(Exercise requirements): Repeat the entire listing exactly as written.

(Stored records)
○ ○ ○

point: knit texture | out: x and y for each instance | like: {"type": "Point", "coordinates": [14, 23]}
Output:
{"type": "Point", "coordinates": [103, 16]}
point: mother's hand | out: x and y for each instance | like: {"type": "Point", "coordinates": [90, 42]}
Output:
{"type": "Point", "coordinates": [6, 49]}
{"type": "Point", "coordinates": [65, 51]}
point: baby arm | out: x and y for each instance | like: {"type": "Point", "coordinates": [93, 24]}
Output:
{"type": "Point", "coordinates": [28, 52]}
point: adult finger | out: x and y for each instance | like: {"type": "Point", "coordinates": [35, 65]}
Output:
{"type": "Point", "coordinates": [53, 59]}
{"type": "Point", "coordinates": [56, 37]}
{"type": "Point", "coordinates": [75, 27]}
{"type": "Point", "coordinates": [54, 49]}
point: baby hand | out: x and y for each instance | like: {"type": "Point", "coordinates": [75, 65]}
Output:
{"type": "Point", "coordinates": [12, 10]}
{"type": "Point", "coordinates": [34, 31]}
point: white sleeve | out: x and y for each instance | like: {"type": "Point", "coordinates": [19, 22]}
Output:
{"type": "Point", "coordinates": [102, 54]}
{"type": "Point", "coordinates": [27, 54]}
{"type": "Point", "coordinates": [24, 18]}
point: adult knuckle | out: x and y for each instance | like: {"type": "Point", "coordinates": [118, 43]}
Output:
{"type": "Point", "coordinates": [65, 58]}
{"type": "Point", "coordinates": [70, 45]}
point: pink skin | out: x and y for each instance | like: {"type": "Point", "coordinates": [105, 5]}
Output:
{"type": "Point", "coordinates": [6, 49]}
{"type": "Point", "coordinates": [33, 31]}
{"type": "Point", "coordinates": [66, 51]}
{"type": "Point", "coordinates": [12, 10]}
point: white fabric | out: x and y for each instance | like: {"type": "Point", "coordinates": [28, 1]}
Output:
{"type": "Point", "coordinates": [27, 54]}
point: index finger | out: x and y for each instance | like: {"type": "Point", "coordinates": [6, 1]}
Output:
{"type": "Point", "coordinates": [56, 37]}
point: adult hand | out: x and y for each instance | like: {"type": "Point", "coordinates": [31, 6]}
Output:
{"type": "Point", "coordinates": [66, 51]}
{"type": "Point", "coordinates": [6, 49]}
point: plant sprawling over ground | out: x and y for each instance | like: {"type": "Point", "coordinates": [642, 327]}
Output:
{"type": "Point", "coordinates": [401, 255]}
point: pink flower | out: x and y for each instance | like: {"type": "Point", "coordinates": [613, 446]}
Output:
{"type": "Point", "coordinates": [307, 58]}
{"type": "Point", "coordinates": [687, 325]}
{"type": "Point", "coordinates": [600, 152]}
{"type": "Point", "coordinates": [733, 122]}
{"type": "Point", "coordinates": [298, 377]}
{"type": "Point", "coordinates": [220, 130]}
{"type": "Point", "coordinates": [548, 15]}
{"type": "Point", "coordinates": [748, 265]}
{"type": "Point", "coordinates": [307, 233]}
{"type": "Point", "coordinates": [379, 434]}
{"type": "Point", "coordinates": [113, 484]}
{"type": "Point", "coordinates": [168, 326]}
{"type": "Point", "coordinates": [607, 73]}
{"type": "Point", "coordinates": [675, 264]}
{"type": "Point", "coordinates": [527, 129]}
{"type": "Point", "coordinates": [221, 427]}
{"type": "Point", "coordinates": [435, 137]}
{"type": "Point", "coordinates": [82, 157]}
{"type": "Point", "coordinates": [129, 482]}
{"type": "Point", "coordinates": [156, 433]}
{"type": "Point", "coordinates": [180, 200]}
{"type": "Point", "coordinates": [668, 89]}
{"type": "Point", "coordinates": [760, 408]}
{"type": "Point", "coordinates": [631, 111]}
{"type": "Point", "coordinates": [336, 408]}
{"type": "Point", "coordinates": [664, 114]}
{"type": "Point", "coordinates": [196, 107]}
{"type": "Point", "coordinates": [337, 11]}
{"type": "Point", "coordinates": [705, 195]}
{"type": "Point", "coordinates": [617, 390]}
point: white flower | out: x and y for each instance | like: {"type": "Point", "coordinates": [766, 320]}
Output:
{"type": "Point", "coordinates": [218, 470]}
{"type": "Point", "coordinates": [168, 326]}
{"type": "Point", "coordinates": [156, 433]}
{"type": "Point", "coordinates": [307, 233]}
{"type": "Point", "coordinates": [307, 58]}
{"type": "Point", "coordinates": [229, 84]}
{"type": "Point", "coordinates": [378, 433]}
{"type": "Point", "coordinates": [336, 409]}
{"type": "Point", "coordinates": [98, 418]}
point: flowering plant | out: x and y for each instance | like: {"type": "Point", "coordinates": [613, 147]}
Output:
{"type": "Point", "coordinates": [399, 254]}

○ ○ ○

(Complete answer):
point: knit texture | out: x and y for each instance | like: {"type": "Point", "coordinates": [14, 23]}
Output:
{"type": "Point", "coordinates": [103, 16]}
point: mother's hand | out: x and y for each instance | like: {"type": "Point", "coordinates": [90, 42]}
Output:
{"type": "Point", "coordinates": [6, 49]}
{"type": "Point", "coordinates": [65, 51]}
point: baby arm | out: x and y for each instance | like: {"type": "Point", "coordinates": [93, 24]}
Output:
{"type": "Point", "coordinates": [28, 52]}
point: adult finger | out: x and y for each instance | like: {"type": "Point", "coordinates": [35, 65]}
Output:
{"type": "Point", "coordinates": [53, 59]}
{"type": "Point", "coordinates": [56, 37]}
{"type": "Point", "coordinates": [75, 27]}
{"type": "Point", "coordinates": [54, 49]}
point: baby hand | out: x and y for each instance | like: {"type": "Point", "coordinates": [75, 65]}
Output:
{"type": "Point", "coordinates": [12, 10]}
{"type": "Point", "coordinates": [34, 31]}
point: white sleeve | out: x and y for each instance | like: {"type": "Point", "coordinates": [19, 22]}
Output:
{"type": "Point", "coordinates": [102, 54]}
{"type": "Point", "coordinates": [27, 54]}
{"type": "Point", "coordinates": [24, 18]}
point: adult knuckle | out: x and y for each instance | like: {"type": "Point", "coordinates": [118, 43]}
Output:
{"type": "Point", "coordinates": [65, 58]}
{"type": "Point", "coordinates": [70, 45]}
point: pink skin | out: x and y for each instance | like: {"type": "Point", "coordinates": [105, 5]}
Output:
{"type": "Point", "coordinates": [6, 49]}
{"type": "Point", "coordinates": [33, 31]}
{"type": "Point", "coordinates": [66, 51]}
{"type": "Point", "coordinates": [12, 10]}
point: white fabric | out: x and y for each instance | like: {"type": "Point", "coordinates": [28, 1]}
Output:
{"type": "Point", "coordinates": [27, 54]}
point: index finger | out: x and y for each instance | like: {"type": "Point", "coordinates": [6, 1]}
Output:
{"type": "Point", "coordinates": [56, 37]}
point: adult hand | out: x and y for each instance | like: {"type": "Point", "coordinates": [31, 6]}
Output:
{"type": "Point", "coordinates": [66, 51]}
{"type": "Point", "coordinates": [6, 49]}
point: plant sprawling over ground | out: x and y for each instance | like: {"type": "Point", "coordinates": [642, 327]}
Output:
{"type": "Point", "coordinates": [401, 255]}
point: pink flower | out: x and y for each instance | like: {"type": "Point", "coordinates": [613, 446]}
Output:
{"type": "Point", "coordinates": [307, 58]}
{"type": "Point", "coordinates": [687, 325]}
{"type": "Point", "coordinates": [600, 152]}
{"type": "Point", "coordinates": [733, 122]}
{"type": "Point", "coordinates": [298, 377]}
{"type": "Point", "coordinates": [220, 130]}
{"type": "Point", "coordinates": [548, 15]}
{"type": "Point", "coordinates": [748, 265]}
{"type": "Point", "coordinates": [307, 233]}
{"type": "Point", "coordinates": [379, 434]}
{"type": "Point", "coordinates": [113, 484]}
{"type": "Point", "coordinates": [168, 326]}
{"type": "Point", "coordinates": [607, 73]}
{"type": "Point", "coordinates": [675, 264]}
{"type": "Point", "coordinates": [527, 129]}
{"type": "Point", "coordinates": [221, 427]}
{"type": "Point", "coordinates": [435, 137]}
{"type": "Point", "coordinates": [82, 157]}
{"type": "Point", "coordinates": [129, 482]}
{"type": "Point", "coordinates": [156, 433]}
{"type": "Point", "coordinates": [180, 200]}
{"type": "Point", "coordinates": [668, 89]}
{"type": "Point", "coordinates": [760, 408]}
{"type": "Point", "coordinates": [631, 111]}
{"type": "Point", "coordinates": [336, 408]}
{"type": "Point", "coordinates": [664, 114]}
{"type": "Point", "coordinates": [196, 107]}
{"type": "Point", "coordinates": [337, 11]}
{"type": "Point", "coordinates": [705, 195]}
{"type": "Point", "coordinates": [617, 390]}
point: white flower | out: x and y for each instance | like: {"type": "Point", "coordinates": [766, 320]}
Output:
{"type": "Point", "coordinates": [218, 470]}
{"type": "Point", "coordinates": [168, 326]}
{"type": "Point", "coordinates": [156, 433]}
{"type": "Point", "coordinates": [307, 233]}
{"type": "Point", "coordinates": [307, 58]}
{"type": "Point", "coordinates": [229, 84]}
{"type": "Point", "coordinates": [378, 433]}
{"type": "Point", "coordinates": [336, 409]}
{"type": "Point", "coordinates": [98, 418]}
point: flowering plant | out: x and y for each instance | like: {"type": "Point", "coordinates": [613, 147]}
Output:
{"type": "Point", "coordinates": [399, 254]}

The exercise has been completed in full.